実行タスク – ページ抜粋の「一方、借入金提供者は、通常は」から「高い投資利回りを要求します。」まで（末尾の語句も含む）を、「借入金提供者」を「債権者」に置き換えて書き直してもらえますか？

ページ抜粋 –
____________________

もりたもりをblog

Valuation/Accounting/Finance/USCPA
何事にも前向きに取り組みます!

なぜベンチャー企業は無借金経営なのか~事業リスクと資本構造~

2009-05-11 04:39:36 | アプライド・ファイナンス




○「ベンチャー企業には無借金経営のところが多い。それは設立後まもなく信用力が低いことによるものか?」。

そもそもベンチャー企業は、どのようにして資金調達をしているのでしょうか。B/Sに目を向けると、右側・貸方の大半が株主資本であり、借入金(有利子負債)は殆ど見られません。経営者の立場から株主資本と借入金では、どちらが“使いやすい”かを、検討してみましょう。その視点の一つが「調達にかかるコスト」です。

株主と借入金提供者では 期待利回りが異なります。

株主の持分は、経営がうまくいって、B/Sの左側にある資産の時価評価額が大きくなれば大きく拡大し、経営に失敗すればその失敗による損失を負担することになります。

一方、借入金提供者は、通常は貸した資金は回収できる反面(企業が債務超過となって初めて資金の回収が困難となる反面)、経営がうまくいって企業価値が増加したとしても当初の貸付金元本+金利以上のリターンは得られません。

以前にも解説したように、企業が創造した価値は、まず借入金提供者に優先的に分配され、余ったら株主に還元されます。株主は“残り物”にしか権利がなく、この結果、株主のリターンは業績によって大きく変動します。つまり、株主は借入金提供者に比べて、より大きなリスクを背負っているわけです。従って、大きなリスクを背負った株主は、少ないリスクしか背負っていない借入金提供者より高い投資利回りを要求します。

これが株主資本と借入金の大きな違いの一つです。

経営者の立場から株主資本と借入金では、どちらの資金が低コストで借りられるでしょうか。これは当然、期待利回りの低い借入金です。とすれば、合理的な経営者であれば、調達資金のより大きな部分を借入金で賄おうとするはずです。にもかかわらず、冒頭述べたようにベンチャー企業の多くは株主資本に頼っています。なぜでしょう。

____________________

表示データ –
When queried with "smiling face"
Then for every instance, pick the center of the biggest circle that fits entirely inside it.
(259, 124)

____________________

タスクの解答 –
一方、債権者は、通常は貸した資金は回収できる反面(企業が債務超過となって初めて資金の回収が困難となる反面)、経営がうまくいって企業価値が増加したとしても当初の貸付金元本+金利以上のリターンは得られません。

以前にも解説したように、企業が創造した価値は、まず債権者に優先的に分配され、余ったら株主に還元されます。株主は“残り物”にしか権利がなく、この結果、株主のリターンは業績によって大きく変動します。つまり、株主は債権者に比べて、より大きなリスクを背負っているわけです。従って、大きなリスクを背負った株主は、少ないリスクしか背負っていない債権者より高い投資利回りを要求します。